In therapy with my rose.
The other day I watched 'Zomergasten' - summer guests - on national television. In this TV program, the guest is being interviewed live for a whole evening. Very nice slow TV. The guest of this evening is Esther Perel. She is a psychotherapist and writer.
Esther Perel talks passionately about her work as a relationship therapist. She explains: "What used to be attractive when a relationship starts, often becomes the reason for debate later on. Because what used to be attractive for its difference becomes annoying over time. Even more so as you always get a little more than you like ...... and that causes the problem". Her approach intrigues me.
Next day as I stroll through the garden and look at my rose ‘Nuit de Young’, I realize this goes not only for people, but also for plants. You are attracted to a plant because it is different, but you always get a little more ........
That is why I went into therapy with my rose Nuit de Young.
“What makes him attractive?”

(Annotated photo localization data)
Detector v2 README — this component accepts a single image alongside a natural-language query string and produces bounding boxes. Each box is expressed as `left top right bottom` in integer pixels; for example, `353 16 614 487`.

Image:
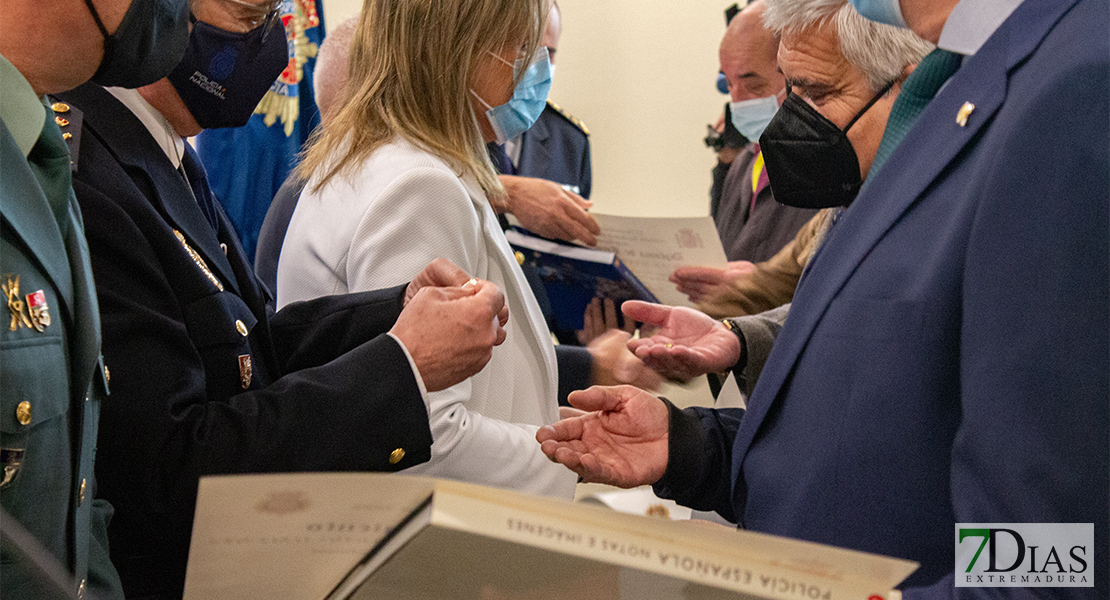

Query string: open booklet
505 213 727 330
185 474 917 600
591 213 728 307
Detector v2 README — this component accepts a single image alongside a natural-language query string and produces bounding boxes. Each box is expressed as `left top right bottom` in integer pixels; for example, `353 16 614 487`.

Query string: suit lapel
461 176 558 406
59 83 239 294
517 106 554 174
733 0 1078 474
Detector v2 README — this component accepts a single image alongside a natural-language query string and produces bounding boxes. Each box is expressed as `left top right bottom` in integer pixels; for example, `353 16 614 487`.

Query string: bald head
312 16 359 122
719 0 785 102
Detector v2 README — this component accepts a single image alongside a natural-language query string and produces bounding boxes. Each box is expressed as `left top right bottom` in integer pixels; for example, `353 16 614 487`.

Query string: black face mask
169 14 289 129
84 0 189 88
759 82 895 209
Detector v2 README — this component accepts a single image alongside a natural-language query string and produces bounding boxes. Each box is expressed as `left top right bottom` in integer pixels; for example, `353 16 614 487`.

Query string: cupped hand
622 301 740 380
536 386 670 488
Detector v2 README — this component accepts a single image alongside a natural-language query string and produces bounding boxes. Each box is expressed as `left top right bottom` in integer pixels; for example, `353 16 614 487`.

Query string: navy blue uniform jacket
656 0 1110 599
516 101 594 200
60 84 432 598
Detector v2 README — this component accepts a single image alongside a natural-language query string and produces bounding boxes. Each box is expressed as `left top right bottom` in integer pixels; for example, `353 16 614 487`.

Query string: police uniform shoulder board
547 100 589 135
49 96 82 172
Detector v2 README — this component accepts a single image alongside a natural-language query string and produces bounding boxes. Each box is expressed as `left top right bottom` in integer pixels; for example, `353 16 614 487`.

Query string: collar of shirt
937 0 1023 57
104 88 185 169
0 55 47 159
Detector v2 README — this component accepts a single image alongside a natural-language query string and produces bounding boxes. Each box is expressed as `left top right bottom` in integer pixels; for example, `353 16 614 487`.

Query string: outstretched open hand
622 301 740 380
536 386 670 488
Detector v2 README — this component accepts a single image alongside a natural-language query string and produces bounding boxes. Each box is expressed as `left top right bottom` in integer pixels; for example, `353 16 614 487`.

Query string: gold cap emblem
16 400 31 425
390 448 405 465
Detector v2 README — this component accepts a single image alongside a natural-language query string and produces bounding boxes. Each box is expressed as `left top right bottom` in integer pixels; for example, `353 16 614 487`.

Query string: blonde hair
300 0 551 196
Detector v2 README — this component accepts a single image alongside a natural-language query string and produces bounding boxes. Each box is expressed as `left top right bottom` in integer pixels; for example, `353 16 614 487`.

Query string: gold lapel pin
956 102 975 128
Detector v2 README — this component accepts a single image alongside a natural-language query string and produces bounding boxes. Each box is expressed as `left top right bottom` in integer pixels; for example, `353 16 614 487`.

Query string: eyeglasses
212 0 284 39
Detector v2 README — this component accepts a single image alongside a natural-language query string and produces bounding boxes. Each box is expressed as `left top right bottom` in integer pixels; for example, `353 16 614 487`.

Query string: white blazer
278 139 576 499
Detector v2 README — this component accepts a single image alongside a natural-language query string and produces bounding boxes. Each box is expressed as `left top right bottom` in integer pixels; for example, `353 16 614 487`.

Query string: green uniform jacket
0 106 123 600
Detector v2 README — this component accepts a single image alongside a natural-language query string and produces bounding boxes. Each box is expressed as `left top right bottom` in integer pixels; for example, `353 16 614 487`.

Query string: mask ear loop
842 79 898 133
84 0 111 39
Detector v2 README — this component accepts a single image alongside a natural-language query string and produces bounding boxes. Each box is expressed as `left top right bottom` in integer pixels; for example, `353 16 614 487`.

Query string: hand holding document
593 213 728 307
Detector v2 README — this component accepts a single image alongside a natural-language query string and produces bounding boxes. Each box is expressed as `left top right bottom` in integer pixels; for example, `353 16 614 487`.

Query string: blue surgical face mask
728 95 778 140
471 48 552 144
848 0 906 28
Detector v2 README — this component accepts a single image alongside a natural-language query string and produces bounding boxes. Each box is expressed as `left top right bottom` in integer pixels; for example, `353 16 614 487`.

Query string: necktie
868 48 963 179
27 106 75 238
181 144 220 234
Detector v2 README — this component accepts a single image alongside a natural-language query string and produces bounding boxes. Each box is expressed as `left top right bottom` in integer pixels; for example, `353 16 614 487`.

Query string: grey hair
764 0 935 92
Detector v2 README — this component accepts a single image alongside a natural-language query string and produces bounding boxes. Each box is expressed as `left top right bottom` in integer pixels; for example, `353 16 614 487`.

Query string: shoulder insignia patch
547 100 589 135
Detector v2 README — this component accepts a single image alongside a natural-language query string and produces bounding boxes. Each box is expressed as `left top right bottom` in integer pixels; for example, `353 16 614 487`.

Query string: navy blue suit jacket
60 83 432 598
656 0 1110 598
516 102 594 199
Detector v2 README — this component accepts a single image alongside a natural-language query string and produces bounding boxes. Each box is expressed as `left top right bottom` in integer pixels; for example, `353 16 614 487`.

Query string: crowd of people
0 0 1110 599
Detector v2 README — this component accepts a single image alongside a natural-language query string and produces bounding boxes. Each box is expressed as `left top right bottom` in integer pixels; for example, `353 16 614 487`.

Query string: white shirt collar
104 88 185 169
937 0 1023 57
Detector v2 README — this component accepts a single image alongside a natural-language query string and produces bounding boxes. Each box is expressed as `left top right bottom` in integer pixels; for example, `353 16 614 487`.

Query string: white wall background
323 0 731 406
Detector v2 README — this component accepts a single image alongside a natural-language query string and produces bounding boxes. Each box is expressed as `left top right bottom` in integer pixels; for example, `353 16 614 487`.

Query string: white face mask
728 95 778 142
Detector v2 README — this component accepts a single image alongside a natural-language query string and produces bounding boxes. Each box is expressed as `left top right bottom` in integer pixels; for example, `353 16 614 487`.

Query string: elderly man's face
778 22 898 179
719 9 783 102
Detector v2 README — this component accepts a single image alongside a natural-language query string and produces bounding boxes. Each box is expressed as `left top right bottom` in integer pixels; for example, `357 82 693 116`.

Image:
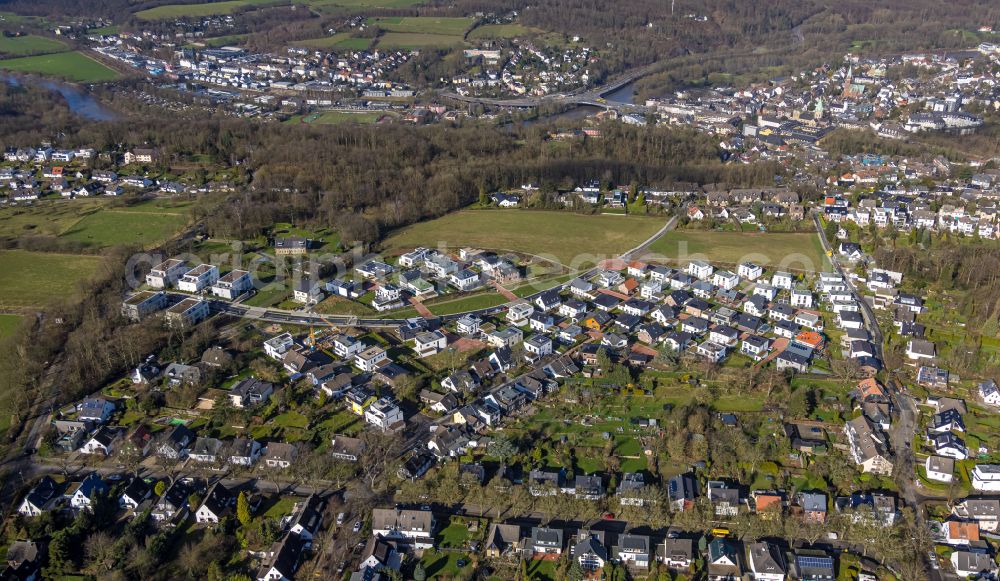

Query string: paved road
813 214 885 362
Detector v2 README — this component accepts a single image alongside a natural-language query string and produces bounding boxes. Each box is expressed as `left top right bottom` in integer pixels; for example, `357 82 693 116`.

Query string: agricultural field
0 34 69 56
0 51 120 83
0 199 190 248
304 0 424 11
0 314 22 341
0 250 101 308
649 230 830 271
286 111 386 125
469 23 543 40
368 16 475 36
385 210 664 267
294 32 360 49
135 0 279 20
60 209 188 248
378 32 464 50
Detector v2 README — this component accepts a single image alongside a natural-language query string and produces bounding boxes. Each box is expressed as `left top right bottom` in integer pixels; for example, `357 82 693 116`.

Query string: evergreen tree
236 490 252 526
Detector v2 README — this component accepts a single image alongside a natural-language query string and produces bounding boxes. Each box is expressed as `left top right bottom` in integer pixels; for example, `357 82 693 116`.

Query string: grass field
469 23 542 39
0 314 22 340
0 199 191 248
650 230 829 271
0 250 101 307
425 291 507 316
385 210 665 266
293 32 358 49
378 32 464 50
289 111 385 125
0 51 119 83
0 34 68 56
135 0 279 20
368 16 475 36
304 0 424 8
61 210 187 248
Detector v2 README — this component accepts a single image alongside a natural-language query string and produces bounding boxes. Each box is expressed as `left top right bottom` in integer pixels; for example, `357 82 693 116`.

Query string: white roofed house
371 508 434 549
146 258 189 288
177 264 219 293
77 397 115 424
413 331 448 358
80 426 122 456
737 262 764 280
229 377 274 408
166 298 209 328
712 270 740 290
264 442 299 470
292 277 323 305
122 291 167 321
229 438 263 466
264 333 294 360
17 476 59 517
365 397 404 432
64 472 108 510
194 482 236 524
747 542 788 581
978 379 1000 407
687 260 715 280
212 270 253 300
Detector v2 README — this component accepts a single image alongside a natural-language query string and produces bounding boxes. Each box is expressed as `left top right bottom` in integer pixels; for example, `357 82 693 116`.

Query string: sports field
385 210 666 267
0 34 69 56
378 32 463 50
368 16 475 36
469 24 543 40
60 210 187 248
135 0 280 20
649 230 829 271
0 250 102 308
0 51 119 83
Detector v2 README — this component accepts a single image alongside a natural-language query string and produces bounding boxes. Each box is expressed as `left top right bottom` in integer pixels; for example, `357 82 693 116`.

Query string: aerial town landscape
0 0 1000 581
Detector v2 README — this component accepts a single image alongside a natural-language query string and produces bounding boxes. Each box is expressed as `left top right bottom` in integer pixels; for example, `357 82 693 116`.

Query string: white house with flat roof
177 264 219 293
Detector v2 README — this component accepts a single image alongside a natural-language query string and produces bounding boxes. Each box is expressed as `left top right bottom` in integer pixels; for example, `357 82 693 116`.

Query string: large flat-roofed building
167 298 208 327
146 258 188 288
122 291 167 321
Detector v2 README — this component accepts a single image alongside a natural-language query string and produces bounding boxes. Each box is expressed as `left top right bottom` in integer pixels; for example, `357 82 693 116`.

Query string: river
0 72 121 121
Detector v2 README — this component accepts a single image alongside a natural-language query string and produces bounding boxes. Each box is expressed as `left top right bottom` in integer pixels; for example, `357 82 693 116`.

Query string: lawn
420 549 469 579
0 250 101 307
294 32 356 48
135 0 277 20
60 210 187 248
0 51 120 83
426 292 507 317
385 210 663 267
368 16 475 37
469 23 542 39
649 230 829 272
304 0 424 8
0 199 105 238
288 111 385 125
378 32 463 50
0 34 69 56
0 314 22 340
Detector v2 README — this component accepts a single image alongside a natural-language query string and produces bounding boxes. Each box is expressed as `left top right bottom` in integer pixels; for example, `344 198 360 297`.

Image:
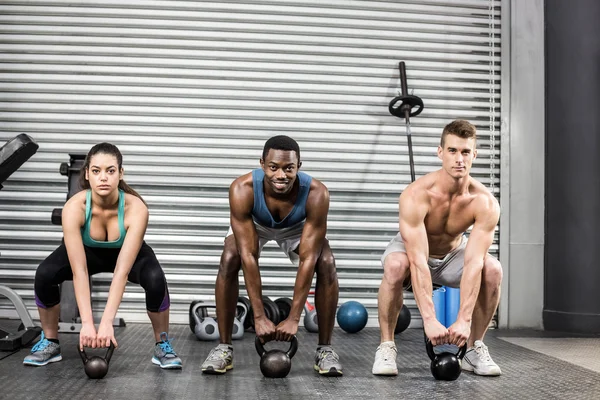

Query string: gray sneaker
202 343 233 374
23 332 62 367
314 346 342 376
152 332 183 369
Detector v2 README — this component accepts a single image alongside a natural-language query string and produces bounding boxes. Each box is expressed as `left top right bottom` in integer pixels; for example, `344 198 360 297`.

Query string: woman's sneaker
371 342 398 376
202 343 233 375
23 332 62 367
314 346 342 376
461 340 502 376
152 332 183 369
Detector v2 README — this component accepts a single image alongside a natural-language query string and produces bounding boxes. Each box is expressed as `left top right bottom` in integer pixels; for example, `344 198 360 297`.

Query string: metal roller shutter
0 0 500 325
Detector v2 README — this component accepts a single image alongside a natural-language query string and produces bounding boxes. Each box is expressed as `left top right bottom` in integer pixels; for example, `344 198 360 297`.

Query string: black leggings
34 242 170 312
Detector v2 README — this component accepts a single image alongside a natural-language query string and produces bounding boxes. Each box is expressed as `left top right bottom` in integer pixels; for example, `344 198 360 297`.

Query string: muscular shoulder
125 193 148 215
470 178 500 221
229 172 254 216
62 190 87 215
400 172 435 204
229 172 254 196
308 178 329 203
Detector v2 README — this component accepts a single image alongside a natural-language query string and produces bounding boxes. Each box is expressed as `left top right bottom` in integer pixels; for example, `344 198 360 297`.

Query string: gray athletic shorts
381 233 467 289
225 221 304 266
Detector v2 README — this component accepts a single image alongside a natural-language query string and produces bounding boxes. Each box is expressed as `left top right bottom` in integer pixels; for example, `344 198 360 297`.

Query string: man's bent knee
219 246 242 277
383 251 410 285
482 255 502 286
315 251 337 282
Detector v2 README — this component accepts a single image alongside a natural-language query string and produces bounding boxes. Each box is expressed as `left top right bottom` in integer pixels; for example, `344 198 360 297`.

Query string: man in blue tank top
202 135 342 376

• **Required work**
Pick up the garden essay about the rose 'Nuit de Young' after its last line and keep writing it. The records were drawn from a separate source.

• **Exercise answer**
Soft hairy buds, he is a moss rose
Beautiful dark red colour
Thrives even in my dry border.
"But you always get a bit more than you want and then it becomes a problem"
Here is the problem with ‘Nuit de Young’. His roots have crawled through the entire border. He creeps through the plants, through the pavement and even through the lawn to explore the adjacent border. There is no balance in our relationship anymore!
I was in relationship therapy with my rose ... he did not say much ....
‘Nuit de Young’ and I have definitively separated.
Rosa 'Nuit de Young' before flowering.
Rosa 'Nuit de Young' in full flower.
This is the space Rosa 'Nuit de Young' needed.
Rosa 'Nuit de Young' on the pavement.